Output the full listing word for word.
_ _ _ _ _ _ _
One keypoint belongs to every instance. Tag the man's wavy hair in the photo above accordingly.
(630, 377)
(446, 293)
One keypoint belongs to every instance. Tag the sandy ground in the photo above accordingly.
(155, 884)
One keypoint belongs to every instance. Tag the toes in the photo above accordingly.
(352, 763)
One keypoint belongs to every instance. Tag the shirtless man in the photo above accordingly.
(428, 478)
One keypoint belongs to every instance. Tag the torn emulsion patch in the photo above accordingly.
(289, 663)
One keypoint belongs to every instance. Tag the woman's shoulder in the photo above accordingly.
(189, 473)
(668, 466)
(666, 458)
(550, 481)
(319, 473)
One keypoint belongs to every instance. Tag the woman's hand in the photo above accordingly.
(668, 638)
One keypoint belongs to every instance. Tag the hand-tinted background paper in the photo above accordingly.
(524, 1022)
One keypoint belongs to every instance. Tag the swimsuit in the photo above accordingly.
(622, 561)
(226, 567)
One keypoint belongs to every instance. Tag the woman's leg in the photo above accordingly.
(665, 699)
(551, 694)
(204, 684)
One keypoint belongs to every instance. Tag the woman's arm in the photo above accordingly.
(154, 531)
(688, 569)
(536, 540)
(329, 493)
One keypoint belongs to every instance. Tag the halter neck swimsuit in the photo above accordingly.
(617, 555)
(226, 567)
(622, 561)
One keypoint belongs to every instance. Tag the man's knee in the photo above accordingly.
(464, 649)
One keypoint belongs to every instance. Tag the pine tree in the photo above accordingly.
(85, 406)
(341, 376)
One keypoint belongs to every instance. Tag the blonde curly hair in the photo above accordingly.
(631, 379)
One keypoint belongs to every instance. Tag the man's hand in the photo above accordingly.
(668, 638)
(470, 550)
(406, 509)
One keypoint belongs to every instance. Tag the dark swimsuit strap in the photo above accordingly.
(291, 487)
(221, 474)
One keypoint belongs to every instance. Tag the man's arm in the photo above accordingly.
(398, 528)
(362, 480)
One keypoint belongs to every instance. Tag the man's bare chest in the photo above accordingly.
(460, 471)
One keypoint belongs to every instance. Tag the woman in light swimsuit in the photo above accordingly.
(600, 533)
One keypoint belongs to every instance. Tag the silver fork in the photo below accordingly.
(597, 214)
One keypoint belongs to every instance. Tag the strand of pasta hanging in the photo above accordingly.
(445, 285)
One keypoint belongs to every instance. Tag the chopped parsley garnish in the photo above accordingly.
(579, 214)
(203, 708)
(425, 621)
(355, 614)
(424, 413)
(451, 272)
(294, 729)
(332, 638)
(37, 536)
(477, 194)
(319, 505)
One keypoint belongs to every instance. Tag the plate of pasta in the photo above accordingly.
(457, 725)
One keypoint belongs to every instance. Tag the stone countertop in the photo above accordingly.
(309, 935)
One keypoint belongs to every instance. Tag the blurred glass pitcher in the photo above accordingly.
_ _ _ _ _ _ _
• ANSWER TO THIS PROBLEM:
One keypoint belongs to every instance. Tag the man's wavy hair in the photo above accordingly.
(630, 377)
(446, 293)
One keypoint belongs to every instance. Tag the sandy ground in the photo above accordingly.
(155, 884)
One keypoint belongs to every instance. Tag the toes in the photo above accordingly.
(352, 763)
One keypoint belongs to every instance. Tag the shirtless man in the photo above accordingly.
(428, 478)
One keypoint belongs to every instance. Tag the torn emulsion patch in the photo above accordingly.
(289, 663)
One keypoint belongs to every instance. Tag the woman's shoulder in the photo above accordingly.
(189, 473)
(668, 466)
(666, 458)
(550, 481)
(319, 473)
One keypoint belongs to every instance. Tag the woman's hand in the photo above accordingly.
(668, 638)
One keypoint belongs to every instance. Tag the hand-tinted background paper in the photo above accordingly.
(524, 1022)
One keypoint belongs to every instance. Tag the swimsuit in the photo above accordingly.
(622, 561)
(226, 567)
One keypoint belongs to every instance. Tag the woman's leg in the photo above accordingly.
(665, 699)
(551, 694)
(204, 684)
One keypoint belongs to every instance. Tag the woman's arm in the photo above accordingly.
(154, 531)
(688, 569)
(536, 540)
(329, 493)
One keypoint belongs to every instance. Tag the halter neck swimsuit in the photo above accordingly.
(617, 555)
(226, 567)
(622, 561)
One keypoint belongs to every instance. Tag the man's knee in the photo above accordingly.
(464, 649)
One keypoint belongs to every instance. Tag the pine tree in the photo above accordingly.
(85, 406)
(341, 376)
One keypoint belongs to every instance. Tag the blonde curly hair in the photo above accordingly.
(631, 379)
One keypoint belongs to every instance. Tag the man's hand in the photo above accordingly.
(668, 638)
(470, 550)
(406, 509)
One keypoint belongs to every instance. Tag the dark swimsuit strap in the photo above accordingly.
(291, 487)
(221, 474)
One keypoint belongs to every instance. Tag the man's arm in the photo above accordingly.
(398, 528)
(362, 480)
One keypoint belongs to every instance. Tag the man's bare chest in the photo above accordingly.
(460, 471)
One keypoint belongs to every instance. Tag the woman in light swimsuit in the photo above accordingly.
(600, 533)
One keypoint belongs to every instance. Tag the silver fork in the photo below accordingly.
(597, 214)
One keypoint belongs to every instance. Tag the strand of pasta hanging in the photo above accordingly.
(445, 285)
One keypoint belongs to every instance. Tag the chopped parsley garnish in the photo above accordingly.
(579, 214)
(203, 708)
(425, 621)
(355, 614)
(424, 413)
(451, 272)
(294, 729)
(332, 638)
(37, 536)
(477, 194)
(319, 505)
One keypoint belongs to every instance. Tag the plate of pasta in the photo above accordingly.
(457, 725)
One keypoint belongs to every instance. Tag the stone countertop in the photo above accordingly.
(309, 935)
One keypoint belongs to every instance. Tag the blurred glass pitcher in the photo above accordingly.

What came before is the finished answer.